COMPITI DA SVOLGERE:
**A.** Riproduci fedelmente il tratto della recensione dello spettacolo Il vizio dell’arte che va da "Il palco della" fino a "si dovranno confrontare.".
**B.** Secondo la recensione dello spettacolo Il vizio dell’arte, in quale teatro va in scena la commedia?
**C.** Prosegui la recensione dello spettacolo Il vizio dell’arte a partire dall’ultima frase riportata.

BRANO ESTRATTO:
----------
Il vizio dell’arte

Ida Marinelli tenta di dirigere un bizzarro gruppo di attori, con alla testa Ferdinando Bruni ed Elio De Capitani, nella divertente commedia di Alan Bennett concepita come una dichiarazione d’amore al teatro.

Benjamin Britten e Wystan Hugh Auden sono in scena fino a venerdì 2 giugno al Teatro Elfo Puccini di Milano. Non si tratta di un’opera del compositore accompagnata dal testo dell’amico poeta ma di Elio De Capitani e Ferdinando Bruni calati una volta ancora nei panni dei due celeberrimi autori britannici in Il vizio dell’arte, una divertentissima commedia di Alan Bennett. Lo spettacolo debutta a Londra nel 2009 riscuotendo consensi di critica e pubblico e inaugura la Stagione 2014/15 dell’Elfo nella traduzione dello stesso Bruni che ne cura anche la regia con Francesco Frongia.
Il vizio dell’arte è quella forza che muove gli artisti di ogni genere e corrente – inclusi quindi poeti, compositori, autori teatrali e attori – a mettersi continuamente in gioco, anche quando l’età e la fortuna non sono dalla loro parte: è la ragione della loro vita.
Il palco della sala Shakespeare dell’Elfo è trasformato in una delle sale prove del National Theatre dove un gruppo di attori è alle prese con Il giorno di Calibano sotto l’occhio vigile di Kay (Ida Marinelli), il direttore di scena facente le veci del regista assente, e di Neil (Michele Radice), l’autore del testo. Il titolo riflette l’idea di Auden che il finale de La Tempesta di Shakespeare sia incompleto.
Nello spettacolo sono coinvolti diversi attori: Fritz (Bruni), Henry (De Capitani), Donald (Umberto Petranca) nel ruolo di Humphrey Carpenter, autore anche nella realtà delle biografie di numerosi artisti tra cui Auden e di Britten, e Tim (Edoardo Barbone) in quello di Stuart. Nel corso della prova interromperanno le scene più volte per discutere della propria parte e delle deprecabili abitudini di Auden con cui si dovranno confrontare.
----------
DATI FORNITI:
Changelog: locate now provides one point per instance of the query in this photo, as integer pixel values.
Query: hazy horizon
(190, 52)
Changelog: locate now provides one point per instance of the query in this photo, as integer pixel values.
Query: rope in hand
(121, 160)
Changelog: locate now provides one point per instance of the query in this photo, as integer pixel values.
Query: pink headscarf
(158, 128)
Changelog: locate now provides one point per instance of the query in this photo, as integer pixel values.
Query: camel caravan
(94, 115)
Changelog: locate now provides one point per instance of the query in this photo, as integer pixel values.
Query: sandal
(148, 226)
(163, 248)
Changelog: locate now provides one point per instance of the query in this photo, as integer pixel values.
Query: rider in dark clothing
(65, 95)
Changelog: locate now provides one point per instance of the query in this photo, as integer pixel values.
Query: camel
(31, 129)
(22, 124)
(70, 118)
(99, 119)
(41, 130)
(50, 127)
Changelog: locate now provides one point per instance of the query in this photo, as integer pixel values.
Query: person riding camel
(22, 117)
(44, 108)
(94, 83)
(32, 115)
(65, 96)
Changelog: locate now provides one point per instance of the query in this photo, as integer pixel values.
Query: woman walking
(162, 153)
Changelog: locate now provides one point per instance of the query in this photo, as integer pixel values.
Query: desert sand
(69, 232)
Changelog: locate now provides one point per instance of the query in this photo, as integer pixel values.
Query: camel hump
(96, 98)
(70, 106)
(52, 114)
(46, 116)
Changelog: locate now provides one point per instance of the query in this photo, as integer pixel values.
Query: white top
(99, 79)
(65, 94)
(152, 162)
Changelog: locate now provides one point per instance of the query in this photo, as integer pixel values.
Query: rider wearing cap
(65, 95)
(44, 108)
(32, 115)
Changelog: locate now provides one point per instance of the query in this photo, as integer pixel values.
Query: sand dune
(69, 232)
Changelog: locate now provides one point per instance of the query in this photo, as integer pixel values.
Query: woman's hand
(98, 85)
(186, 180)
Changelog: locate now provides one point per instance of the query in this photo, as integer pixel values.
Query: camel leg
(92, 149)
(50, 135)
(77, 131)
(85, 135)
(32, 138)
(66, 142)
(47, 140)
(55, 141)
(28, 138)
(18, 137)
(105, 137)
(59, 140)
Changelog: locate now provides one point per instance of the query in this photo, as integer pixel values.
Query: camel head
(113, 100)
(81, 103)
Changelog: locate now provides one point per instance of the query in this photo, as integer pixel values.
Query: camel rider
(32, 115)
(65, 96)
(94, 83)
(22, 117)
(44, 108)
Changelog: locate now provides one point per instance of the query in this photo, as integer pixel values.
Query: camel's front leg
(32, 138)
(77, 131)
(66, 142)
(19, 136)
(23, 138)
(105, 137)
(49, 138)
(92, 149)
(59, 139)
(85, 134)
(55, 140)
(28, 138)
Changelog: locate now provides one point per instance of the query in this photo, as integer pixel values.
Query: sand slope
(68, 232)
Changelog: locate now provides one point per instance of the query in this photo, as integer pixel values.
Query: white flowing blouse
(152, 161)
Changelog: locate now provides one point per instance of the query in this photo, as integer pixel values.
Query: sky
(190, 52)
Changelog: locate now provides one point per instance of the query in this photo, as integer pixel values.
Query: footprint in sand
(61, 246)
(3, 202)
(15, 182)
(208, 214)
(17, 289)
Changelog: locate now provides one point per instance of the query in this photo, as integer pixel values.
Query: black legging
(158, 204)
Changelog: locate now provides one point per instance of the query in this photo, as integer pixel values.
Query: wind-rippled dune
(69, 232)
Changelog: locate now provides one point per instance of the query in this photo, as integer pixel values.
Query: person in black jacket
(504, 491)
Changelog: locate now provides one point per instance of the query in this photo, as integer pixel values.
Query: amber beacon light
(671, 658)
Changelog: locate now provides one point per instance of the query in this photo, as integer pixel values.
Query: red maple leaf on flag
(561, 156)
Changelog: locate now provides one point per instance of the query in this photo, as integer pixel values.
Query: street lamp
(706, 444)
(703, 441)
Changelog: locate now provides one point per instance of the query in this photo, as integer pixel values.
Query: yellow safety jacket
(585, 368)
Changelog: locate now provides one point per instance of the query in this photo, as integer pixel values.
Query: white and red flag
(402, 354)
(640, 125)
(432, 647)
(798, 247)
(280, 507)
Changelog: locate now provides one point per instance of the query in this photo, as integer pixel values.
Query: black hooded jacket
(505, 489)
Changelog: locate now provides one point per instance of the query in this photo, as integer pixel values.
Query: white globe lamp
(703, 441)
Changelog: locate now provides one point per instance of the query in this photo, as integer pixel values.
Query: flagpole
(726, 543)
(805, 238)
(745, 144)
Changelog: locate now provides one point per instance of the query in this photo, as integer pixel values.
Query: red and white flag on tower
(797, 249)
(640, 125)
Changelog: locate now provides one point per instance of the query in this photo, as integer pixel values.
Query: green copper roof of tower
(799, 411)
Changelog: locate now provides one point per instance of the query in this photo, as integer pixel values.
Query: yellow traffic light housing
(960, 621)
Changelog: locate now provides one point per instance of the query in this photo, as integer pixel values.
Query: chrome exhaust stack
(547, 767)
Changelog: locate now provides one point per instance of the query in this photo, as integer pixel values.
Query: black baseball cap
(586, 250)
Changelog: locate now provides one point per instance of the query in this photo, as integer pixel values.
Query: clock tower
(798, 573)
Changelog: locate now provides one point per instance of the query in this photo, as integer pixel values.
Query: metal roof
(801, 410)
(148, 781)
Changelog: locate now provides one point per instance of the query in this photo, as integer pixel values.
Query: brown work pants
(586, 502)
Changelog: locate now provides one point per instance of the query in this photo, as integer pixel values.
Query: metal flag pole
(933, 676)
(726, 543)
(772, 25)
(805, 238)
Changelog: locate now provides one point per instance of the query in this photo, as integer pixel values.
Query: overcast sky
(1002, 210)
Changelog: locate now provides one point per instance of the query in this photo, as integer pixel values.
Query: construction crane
----------
RISPOSTE PER COMPITO:
**A.**
Il palco della sala Shakespeare dell’Elfo è trasformato in una delle sale prove del National Theatre dove un gruppo di attori è alle prese con Il giorno di Calibano sotto l’occhio vigile di Kay (Ida Marinelli), il direttore di scena facente le veci del regista assente, e di Neil (Michele Radice), l’autore del testo. Il titolo riflette l’idea di Auden che il finale de La Tempesta di Shakespeare sia incompleto.
Nello spettacolo sono coinvolti diversi attori: Fritz (Bruni), Henry (De Capitani), Donald (Umberto Petranca) nel ruolo di Humphrey Carpenter, autore anche nella realtà delle biografie di numerosi artisti tra cui Auden e di Britten, e Tim (Edoardo Barbone) in quello di Stuart. Nel corso della prova interromperanno le scene più volte per discutere della propria parte e delle deprecabili abitudini di Auden con cui si dovranno confrontare.

**B.** Al Teatro Elfo Puccini di Milano.

**C.**
Il giorno di Calibano è ambientato nel 1972, quando Carpenter si reca a Oxford per intervistare Auden nell’appartamento che l’Università gli ha messo a disposizione al suo rientro in patria dagli Stati Uniti. Il poeta lo scambia per Stuart, un ragazzo con cui ha fissato un appuntamento e che si paleserà poco dopo, chiarendo il malinteso. Il loro incontro è successivamente interrotto dall’arrivo, dopo anni di lontananza e rancori, di Britten. Il compositore sta lavorando a una trasposizione in opera musicale di Morte a Venezia e vorrebbe discutere con Auden dell’attrazione di von Aschenbach per Tadzio. Il suo vero intento è in realtà il bisogno di essere rassicurato sull’interpretazione che vuol dare di quel rapporto ma l’altro fraintende e crede gli voglia affidare la scrittura del libretto.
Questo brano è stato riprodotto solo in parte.